Page text -

Archive for July, 2008

Do we really have two parties or just one?This question was put forward by Simon in a comment on the ‘Ask James‘ page.

Simon: – James, as the mainstream parties political continue to move towards the centre, would you say that political ideology still has a realistic place in Maltese politics?

Me: – As regards the mainstream political parties, it is true that their policies seem to be heading towards a common mono-rail. However at times I have been given reason to question whether it is truly two political parties whose’ manoeuvres we are witness to and not a puppet act; with the Labour party thus far playing the puppet, seemingly taking a fall at too many important junctures in the past decade to shrug off as mere misfortune.

1998 – Was Labour taking the heat for utility price rises and CET to pave the way for the Nationalist’s surcharge and VAT increases?

2003 – Was “Switzerland in the Mediterranean/ Partnership” ever properly explained? Why were voters against EU-entry instructed to split their vote (don’t vote, spoil the vote, etc.)?

2008 – How did Labour retain Alfred Sant as leader and manage to lose the election… again? Who kept him there and why? Isn’t it interesting just how friendly and comfortable the Nationalists seem to be with the new leader?

Would you like a cheese burger or a hamburger Mr. Voter? 9_9

…But that wasn’t your question. ;c)

I would say that political ideology not only has a realistic place in Maltese politics but that the Maltese Islands are desperately in need of ideology. Without ideology reality is destined to deteriorate as you would get little progress (progress itself resulting from ideological processes).

To do -
• A. Answer from the blog post on Maltese politics:
(i) Who raised the question, and on which page?
(ii) Which year does the post link to utility price rises and CET?
(iii) Which Labour leader does the post name for 2008?
• B. Continue the blog post on Maltese political parties from its final sentence.
The data comes from a separate source and is unrelated to the text.

Dataset extract -
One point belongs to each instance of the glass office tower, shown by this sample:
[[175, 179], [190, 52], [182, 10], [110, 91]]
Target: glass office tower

Task results -
• A.
(i) Simon, in a comment on the 'Ask James' page.
(ii) 1998.
(iii) Alfred Sant.

• B.
Unfortunately I do not believe that the Maltese Islands have sufficient ideology in politics. This has resulted in a knock-on effect. Without political ideology there is no means by which a population can truly relate to the structures of governance that they have endorsed. The people become apathetic, just as they are today. The people worry about the cost of food and the lowness of the wages – important – but miss the wood for the trees. Tuna does not give a human being a purpose in life and neither does a one-Euro increase in wages (though welcome). What gives a human a feeling of purpose in life is to feel that one belongs, that one matters, that one has a role that one has chosen and that one will be appreciated for, that one is able to grow within their society, rather than wither beneath the jealous, vindictive or malign stares of others.

Realism can give Malta more of the same, and a practical means to achieve – but without ideology the best that one can aim to achieve is what one already is… and as they say, you need to aim for the mountains to reach the peak of a hill.

Do let me know if I fall short of answering your question in any way. :c)

Simon: – No, you haven`t fallen short at all. I appreciate another informed and well-expressed opinion. Like you, I would like to see political ideology return to the domain of political debate or, failing that, for the political actors to just come out and admit that they have no ideological convictions if that is the case.

At the moment, it seems that they want to have their cake and eat it by paying lip service to the ideological traditions in order to curry favour with certain parts of the electorate but essentially ignoring it when it comes to governance.

Me: – You’re welcome and thank you for another excellent question. While things do not look positive for the future of Maltese politics, what with both sides of the mainstream party locking down upon power in whatever means they deem necessary (under the pretence of “strengthening democracy”…). Indeed it seems that they are having their cake and they are eating it and this cannot very well be denied considering the mess that I witnessed at the counting halls during the last election.

However defeatism never ever brought about progress even in the most seemingly hopeless hollows.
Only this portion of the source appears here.